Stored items
= = = = =
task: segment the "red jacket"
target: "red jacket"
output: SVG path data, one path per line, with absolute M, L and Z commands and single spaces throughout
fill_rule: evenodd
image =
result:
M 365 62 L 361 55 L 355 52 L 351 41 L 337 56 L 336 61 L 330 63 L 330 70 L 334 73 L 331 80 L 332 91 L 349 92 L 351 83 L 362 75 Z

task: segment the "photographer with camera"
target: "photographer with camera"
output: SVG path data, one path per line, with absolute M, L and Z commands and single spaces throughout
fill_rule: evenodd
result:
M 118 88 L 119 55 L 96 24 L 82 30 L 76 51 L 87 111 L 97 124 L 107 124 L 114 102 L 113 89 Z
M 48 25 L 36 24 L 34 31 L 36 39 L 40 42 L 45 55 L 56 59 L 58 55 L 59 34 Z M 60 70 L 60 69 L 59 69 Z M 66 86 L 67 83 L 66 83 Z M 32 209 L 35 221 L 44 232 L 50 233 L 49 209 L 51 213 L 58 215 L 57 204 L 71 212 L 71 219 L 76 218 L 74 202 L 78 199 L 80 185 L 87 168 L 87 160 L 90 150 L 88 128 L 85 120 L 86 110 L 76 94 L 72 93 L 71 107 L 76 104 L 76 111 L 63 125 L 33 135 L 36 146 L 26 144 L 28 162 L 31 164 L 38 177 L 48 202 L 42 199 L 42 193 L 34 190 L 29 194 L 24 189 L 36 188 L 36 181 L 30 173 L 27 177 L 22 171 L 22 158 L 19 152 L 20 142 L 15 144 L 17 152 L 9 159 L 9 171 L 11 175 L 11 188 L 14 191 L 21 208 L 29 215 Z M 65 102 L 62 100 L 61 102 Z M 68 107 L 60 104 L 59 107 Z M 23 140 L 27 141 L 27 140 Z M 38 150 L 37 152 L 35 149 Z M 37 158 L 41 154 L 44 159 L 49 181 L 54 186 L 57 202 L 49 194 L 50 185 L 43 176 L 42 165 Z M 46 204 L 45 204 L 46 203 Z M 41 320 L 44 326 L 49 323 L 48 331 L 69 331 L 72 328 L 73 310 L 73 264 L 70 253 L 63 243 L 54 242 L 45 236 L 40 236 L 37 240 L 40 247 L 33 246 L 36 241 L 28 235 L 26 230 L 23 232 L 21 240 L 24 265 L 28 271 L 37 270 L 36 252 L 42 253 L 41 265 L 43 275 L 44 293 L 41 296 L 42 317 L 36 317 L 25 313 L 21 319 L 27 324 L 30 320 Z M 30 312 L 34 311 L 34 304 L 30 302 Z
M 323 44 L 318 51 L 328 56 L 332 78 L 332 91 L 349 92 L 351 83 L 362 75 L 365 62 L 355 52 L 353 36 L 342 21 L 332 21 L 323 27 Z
= = = = =
-- PROBLEM DESCRIPTION --
How many lines of the records above contain the string "with", counting case? Give only the number.

-- FULL SOLUTION --
4